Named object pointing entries

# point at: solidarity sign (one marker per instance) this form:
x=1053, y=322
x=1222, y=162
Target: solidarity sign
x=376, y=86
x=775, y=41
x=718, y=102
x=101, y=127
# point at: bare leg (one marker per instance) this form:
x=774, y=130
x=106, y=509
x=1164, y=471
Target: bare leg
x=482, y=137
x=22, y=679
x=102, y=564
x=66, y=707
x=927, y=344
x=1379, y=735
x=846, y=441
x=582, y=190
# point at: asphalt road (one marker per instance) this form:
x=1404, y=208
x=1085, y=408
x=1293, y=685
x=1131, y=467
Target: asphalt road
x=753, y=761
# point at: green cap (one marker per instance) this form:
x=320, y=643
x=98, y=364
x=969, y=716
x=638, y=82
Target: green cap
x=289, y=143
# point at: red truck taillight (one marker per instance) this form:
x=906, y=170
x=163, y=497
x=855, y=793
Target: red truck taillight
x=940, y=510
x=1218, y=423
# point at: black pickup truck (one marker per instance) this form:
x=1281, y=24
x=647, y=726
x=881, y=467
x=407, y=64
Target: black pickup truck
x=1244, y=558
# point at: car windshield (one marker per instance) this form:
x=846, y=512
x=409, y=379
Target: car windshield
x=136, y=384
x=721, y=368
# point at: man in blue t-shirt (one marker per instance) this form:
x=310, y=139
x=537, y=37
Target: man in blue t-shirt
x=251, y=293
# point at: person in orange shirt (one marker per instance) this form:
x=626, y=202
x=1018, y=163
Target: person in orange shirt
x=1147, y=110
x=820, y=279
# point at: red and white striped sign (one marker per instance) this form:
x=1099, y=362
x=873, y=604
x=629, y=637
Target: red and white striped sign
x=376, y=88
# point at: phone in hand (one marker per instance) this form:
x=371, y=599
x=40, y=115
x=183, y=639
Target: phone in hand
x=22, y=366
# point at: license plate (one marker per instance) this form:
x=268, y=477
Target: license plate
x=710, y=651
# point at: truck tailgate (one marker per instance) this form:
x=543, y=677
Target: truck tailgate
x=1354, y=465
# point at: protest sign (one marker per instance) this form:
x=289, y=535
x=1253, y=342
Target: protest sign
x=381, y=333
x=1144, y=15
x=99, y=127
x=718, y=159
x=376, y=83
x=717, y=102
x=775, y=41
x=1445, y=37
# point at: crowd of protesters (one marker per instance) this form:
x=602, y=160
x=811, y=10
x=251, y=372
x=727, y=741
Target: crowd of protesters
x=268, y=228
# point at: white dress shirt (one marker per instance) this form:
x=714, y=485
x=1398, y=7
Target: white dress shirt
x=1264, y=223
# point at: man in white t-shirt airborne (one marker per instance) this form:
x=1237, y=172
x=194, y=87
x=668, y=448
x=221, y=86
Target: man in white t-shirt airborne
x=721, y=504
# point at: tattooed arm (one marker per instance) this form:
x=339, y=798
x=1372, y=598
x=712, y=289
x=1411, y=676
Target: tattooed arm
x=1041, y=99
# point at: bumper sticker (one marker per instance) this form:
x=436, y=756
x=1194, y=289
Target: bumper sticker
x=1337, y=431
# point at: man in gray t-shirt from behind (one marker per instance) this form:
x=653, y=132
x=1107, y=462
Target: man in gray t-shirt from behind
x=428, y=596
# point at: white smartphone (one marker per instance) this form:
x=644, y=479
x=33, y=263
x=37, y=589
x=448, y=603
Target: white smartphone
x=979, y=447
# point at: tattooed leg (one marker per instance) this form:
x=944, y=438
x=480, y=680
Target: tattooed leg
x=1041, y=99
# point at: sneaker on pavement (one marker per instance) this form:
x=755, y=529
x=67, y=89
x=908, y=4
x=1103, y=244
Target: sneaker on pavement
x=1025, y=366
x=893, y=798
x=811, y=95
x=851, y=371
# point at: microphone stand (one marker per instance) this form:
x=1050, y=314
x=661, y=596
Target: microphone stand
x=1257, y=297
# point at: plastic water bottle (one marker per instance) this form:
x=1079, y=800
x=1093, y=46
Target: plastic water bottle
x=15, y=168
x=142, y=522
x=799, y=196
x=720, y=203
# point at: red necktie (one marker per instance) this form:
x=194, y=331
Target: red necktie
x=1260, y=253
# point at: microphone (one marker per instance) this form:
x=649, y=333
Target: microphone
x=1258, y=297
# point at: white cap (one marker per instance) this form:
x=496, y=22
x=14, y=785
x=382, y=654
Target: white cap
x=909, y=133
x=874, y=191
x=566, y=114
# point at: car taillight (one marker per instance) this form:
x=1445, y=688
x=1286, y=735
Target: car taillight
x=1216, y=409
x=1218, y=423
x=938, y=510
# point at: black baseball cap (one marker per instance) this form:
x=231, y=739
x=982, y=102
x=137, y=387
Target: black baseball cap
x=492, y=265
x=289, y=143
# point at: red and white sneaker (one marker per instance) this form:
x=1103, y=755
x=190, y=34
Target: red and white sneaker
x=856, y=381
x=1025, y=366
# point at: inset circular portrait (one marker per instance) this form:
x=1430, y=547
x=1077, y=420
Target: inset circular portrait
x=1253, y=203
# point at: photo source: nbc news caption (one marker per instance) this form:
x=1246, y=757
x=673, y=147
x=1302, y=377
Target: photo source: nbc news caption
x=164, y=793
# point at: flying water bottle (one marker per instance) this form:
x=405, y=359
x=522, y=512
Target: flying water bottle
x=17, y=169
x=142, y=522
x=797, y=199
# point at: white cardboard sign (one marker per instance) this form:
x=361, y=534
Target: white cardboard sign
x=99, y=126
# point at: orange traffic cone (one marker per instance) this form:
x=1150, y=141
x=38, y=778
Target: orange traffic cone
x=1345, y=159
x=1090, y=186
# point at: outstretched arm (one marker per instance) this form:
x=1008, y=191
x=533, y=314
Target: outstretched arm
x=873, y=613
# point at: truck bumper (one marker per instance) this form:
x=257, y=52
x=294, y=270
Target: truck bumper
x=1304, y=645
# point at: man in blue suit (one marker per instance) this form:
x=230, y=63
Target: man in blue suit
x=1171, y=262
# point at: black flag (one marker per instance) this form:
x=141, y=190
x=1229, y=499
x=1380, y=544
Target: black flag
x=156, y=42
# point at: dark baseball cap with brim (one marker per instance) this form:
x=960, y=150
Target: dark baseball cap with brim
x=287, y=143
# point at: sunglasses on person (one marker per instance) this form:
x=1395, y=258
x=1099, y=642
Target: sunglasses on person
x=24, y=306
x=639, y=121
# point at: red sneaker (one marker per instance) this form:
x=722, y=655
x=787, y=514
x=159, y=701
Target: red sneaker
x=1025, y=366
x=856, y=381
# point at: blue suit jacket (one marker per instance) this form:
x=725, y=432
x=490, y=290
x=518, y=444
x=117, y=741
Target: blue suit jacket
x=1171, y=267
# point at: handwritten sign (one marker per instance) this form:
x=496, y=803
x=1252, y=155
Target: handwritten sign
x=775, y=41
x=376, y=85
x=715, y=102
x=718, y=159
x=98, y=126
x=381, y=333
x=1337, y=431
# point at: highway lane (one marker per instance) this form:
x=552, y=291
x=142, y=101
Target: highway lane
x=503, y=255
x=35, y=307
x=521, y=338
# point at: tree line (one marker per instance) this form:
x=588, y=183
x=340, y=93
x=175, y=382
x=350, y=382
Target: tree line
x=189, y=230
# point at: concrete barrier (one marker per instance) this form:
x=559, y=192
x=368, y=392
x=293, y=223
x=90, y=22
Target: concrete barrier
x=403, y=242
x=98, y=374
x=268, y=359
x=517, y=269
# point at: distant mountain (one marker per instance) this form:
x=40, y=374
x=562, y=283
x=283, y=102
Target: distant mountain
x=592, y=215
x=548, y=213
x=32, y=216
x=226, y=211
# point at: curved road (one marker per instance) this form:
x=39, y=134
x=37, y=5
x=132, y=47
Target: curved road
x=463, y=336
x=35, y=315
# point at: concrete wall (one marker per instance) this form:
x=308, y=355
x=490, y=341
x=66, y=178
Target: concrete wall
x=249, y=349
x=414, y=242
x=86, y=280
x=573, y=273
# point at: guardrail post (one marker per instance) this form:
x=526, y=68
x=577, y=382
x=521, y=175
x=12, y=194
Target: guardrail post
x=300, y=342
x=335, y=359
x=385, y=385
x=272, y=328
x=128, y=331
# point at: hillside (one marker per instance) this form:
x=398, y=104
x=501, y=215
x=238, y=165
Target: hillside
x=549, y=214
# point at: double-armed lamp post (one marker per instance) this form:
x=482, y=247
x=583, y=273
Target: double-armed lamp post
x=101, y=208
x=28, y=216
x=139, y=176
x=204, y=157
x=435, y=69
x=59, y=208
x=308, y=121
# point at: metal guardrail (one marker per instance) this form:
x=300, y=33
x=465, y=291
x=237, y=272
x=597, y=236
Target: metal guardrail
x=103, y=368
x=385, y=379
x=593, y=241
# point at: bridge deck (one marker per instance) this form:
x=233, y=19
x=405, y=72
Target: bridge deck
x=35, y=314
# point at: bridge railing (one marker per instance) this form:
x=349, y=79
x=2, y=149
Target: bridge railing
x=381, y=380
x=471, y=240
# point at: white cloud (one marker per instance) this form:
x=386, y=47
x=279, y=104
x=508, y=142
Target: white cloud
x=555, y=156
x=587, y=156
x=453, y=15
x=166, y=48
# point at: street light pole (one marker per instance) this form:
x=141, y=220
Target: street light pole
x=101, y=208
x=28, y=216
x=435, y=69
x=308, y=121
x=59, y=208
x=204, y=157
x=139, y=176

_Exercise:_
Print only the lines from the one with "# point at: hillside" to the end of the records, both included.

_Result of this task:_
# point at: hillside (one marker per instance) this form:
x=398, y=104
x=501, y=215
x=238, y=165
Target: hillside
x=549, y=214
# point at: double-armed lamp post (one marker per instance) this form:
x=482, y=247
x=583, y=273
Target: double-armed lamp post
x=101, y=208
x=28, y=216
x=139, y=176
x=204, y=157
x=435, y=69
x=59, y=208
x=308, y=121
# point at: metal guardrail (one marker per instance) this form:
x=300, y=33
x=465, y=291
x=237, y=272
x=597, y=236
Target: metal guardrail
x=103, y=368
x=385, y=379
x=593, y=241
# point at: bridge deck (one marker per instance) this form:
x=233, y=19
x=405, y=72
Target: bridge deck
x=35, y=314
# point at: bridge railing (one marker per instance) this form:
x=349, y=79
x=2, y=149
Target: bridge railing
x=381, y=380
x=471, y=240
# point at: white cloud (one marker per instance) this form:
x=386, y=47
x=279, y=104
x=508, y=142
Target: white cloud
x=555, y=156
x=587, y=156
x=453, y=15
x=166, y=48
# point at: street light pole (one marker per instance) this form:
x=141, y=220
Target: street light pole
x=101, y=208
x=28, y=216
x=435, y=69
x=308, y=121
x=59, y=208
x=204, y=157
x=139, y=176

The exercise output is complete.